# DESCRIPTION OF THE TASK:
Only the lines from the one containing "Annotate each instance of the blue" through the last line below should be written out, exactly and with both ends kept.

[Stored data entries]
──────────────────────────────
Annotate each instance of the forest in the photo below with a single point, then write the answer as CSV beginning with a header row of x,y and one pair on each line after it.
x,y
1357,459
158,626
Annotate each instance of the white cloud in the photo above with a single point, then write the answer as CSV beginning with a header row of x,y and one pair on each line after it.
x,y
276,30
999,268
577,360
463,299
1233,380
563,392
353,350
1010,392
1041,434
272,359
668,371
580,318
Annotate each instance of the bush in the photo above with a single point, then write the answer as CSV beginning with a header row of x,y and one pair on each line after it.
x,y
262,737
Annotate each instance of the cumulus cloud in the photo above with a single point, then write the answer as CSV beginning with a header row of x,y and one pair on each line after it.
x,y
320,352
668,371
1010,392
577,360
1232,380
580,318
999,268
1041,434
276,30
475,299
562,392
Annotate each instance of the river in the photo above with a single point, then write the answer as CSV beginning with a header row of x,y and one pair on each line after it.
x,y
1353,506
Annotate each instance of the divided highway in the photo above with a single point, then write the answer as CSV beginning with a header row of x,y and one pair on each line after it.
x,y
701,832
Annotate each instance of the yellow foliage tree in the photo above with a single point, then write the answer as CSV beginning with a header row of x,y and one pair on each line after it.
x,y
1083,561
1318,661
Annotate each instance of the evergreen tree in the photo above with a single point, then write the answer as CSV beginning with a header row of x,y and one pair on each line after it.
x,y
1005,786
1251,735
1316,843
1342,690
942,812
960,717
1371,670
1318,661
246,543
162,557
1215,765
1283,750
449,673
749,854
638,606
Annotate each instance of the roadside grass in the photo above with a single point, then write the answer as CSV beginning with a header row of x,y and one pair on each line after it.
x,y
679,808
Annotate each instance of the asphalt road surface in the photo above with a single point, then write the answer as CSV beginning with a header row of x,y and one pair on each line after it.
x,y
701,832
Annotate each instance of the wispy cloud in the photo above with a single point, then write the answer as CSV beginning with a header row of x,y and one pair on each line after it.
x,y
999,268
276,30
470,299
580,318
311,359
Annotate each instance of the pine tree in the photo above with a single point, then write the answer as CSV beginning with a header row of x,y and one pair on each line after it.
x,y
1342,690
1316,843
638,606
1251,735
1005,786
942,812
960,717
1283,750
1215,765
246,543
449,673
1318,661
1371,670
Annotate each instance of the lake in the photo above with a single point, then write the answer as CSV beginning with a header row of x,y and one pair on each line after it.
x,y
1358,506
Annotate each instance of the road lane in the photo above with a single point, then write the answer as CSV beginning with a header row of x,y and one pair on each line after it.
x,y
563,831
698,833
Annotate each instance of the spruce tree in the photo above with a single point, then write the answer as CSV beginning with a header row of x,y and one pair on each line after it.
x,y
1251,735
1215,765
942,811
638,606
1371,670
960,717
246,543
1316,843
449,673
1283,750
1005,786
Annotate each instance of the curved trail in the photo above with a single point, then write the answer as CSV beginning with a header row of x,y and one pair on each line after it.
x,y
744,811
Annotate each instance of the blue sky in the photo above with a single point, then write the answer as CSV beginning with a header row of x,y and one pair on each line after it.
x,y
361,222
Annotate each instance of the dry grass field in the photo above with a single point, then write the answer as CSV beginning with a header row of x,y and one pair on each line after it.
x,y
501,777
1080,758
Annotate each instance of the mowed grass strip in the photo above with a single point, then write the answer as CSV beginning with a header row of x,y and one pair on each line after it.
──────────────────────────────
# SOLUTION TO THE PROBLEM:
Annotate each instance of the blue sky in the photo above with a single point, then write the answer as CSV beginning with a header row of x,y and one pair on each line after it.
x,y
361,222
Annotate each instance of the dry grass field in the photo above with a single point, then write the answer as CSV beginning with a header row of x,y and one pair on each line after it.
x,y
501,777
1080,758
Annotate each instance of the mowed grass strip in the photo above with a single point, then write the answer as CSV beginning with a header row of x,y and one pair on each line after it.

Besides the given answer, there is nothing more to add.